─── Extracted information

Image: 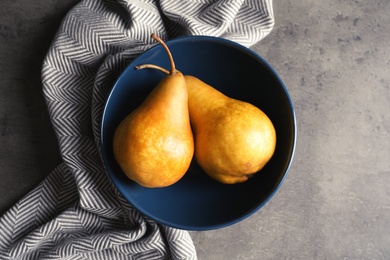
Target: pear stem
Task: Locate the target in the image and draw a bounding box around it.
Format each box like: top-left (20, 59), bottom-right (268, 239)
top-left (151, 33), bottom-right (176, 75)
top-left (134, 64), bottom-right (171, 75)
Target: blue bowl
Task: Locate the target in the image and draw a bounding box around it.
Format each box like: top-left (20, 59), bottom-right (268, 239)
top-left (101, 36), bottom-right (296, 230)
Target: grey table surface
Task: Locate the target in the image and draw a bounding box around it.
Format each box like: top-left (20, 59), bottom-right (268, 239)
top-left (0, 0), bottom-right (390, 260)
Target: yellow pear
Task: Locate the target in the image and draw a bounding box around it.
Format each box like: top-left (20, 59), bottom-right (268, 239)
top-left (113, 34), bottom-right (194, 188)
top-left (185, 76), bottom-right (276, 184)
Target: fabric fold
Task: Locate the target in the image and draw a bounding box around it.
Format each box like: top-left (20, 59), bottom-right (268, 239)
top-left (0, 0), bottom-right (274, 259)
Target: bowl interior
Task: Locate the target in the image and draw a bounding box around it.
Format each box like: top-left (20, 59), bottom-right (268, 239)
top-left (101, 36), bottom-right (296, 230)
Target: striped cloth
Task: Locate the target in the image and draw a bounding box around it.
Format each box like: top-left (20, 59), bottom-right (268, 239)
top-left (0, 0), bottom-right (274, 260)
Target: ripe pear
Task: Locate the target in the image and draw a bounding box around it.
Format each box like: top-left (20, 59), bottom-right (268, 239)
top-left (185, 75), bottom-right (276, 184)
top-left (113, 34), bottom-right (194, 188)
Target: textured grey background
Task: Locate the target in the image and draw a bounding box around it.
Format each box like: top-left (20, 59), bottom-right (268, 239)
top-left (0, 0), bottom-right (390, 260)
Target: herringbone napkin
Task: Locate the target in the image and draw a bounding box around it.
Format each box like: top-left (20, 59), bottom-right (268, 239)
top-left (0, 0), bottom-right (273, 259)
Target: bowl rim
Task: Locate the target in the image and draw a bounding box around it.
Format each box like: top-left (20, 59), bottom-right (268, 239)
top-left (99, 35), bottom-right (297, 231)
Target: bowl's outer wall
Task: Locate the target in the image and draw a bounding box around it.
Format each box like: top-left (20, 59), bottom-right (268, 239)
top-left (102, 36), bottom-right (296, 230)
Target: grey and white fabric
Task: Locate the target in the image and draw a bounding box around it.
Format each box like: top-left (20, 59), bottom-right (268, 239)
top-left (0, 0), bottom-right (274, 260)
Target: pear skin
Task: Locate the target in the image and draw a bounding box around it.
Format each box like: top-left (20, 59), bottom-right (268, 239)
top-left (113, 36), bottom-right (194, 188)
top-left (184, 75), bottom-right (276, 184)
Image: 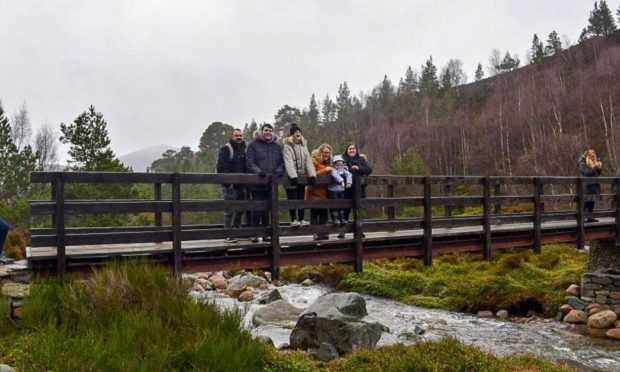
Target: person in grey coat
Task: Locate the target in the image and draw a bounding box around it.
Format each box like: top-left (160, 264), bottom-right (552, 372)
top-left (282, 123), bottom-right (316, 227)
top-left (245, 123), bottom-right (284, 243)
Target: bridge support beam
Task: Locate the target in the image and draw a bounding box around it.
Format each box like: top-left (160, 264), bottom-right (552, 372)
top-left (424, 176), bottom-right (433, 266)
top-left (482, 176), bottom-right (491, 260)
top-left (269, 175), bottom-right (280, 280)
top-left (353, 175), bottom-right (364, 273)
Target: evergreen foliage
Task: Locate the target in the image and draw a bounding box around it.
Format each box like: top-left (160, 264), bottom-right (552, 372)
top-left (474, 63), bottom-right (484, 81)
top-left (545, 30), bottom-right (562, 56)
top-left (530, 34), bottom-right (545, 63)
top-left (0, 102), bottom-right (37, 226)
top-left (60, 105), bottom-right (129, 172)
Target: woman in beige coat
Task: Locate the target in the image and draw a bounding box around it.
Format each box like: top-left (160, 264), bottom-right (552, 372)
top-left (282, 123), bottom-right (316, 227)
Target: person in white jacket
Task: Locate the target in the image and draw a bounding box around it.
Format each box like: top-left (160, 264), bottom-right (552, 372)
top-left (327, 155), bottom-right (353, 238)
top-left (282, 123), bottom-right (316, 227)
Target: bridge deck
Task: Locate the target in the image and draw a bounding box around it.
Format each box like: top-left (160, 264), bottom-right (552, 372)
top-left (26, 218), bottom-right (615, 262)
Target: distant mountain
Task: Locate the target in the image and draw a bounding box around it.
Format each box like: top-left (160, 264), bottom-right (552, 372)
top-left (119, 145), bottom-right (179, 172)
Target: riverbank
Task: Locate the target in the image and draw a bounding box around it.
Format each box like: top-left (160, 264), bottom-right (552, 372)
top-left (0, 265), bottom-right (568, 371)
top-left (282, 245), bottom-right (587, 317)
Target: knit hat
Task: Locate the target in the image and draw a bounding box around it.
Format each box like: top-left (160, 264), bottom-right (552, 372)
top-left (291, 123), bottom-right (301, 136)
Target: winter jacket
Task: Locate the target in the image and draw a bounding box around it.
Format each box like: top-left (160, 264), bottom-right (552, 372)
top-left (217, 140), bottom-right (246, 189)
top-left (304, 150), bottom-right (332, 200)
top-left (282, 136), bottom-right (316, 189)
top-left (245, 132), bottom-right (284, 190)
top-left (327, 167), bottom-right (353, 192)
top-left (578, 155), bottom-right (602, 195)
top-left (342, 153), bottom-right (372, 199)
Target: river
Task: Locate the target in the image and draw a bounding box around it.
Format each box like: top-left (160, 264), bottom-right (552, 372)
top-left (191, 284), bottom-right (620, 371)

──────

= Written instruction =
Please copy the records again, starting with the line that contains "Target: riverbank" and going on through the line that contains "top-left (282, 245), bottom-right (587, 317)", both included, with every coordinate in the answer boxes multiplied by 0.35 and rounded to a whole number, halves rounding up. Leave the numbers in the requests and in their format samples unchanged.

= Output of the task =
Target: riverbank
Task: Locate the target in the image and draw a bounding box around it.
Format each box like: top-left (160, 264), bottom-right (552, 372)
top-left (0, 93), bottom-right (199, 130)
top-left (99, 86), bottom-right (205, 111)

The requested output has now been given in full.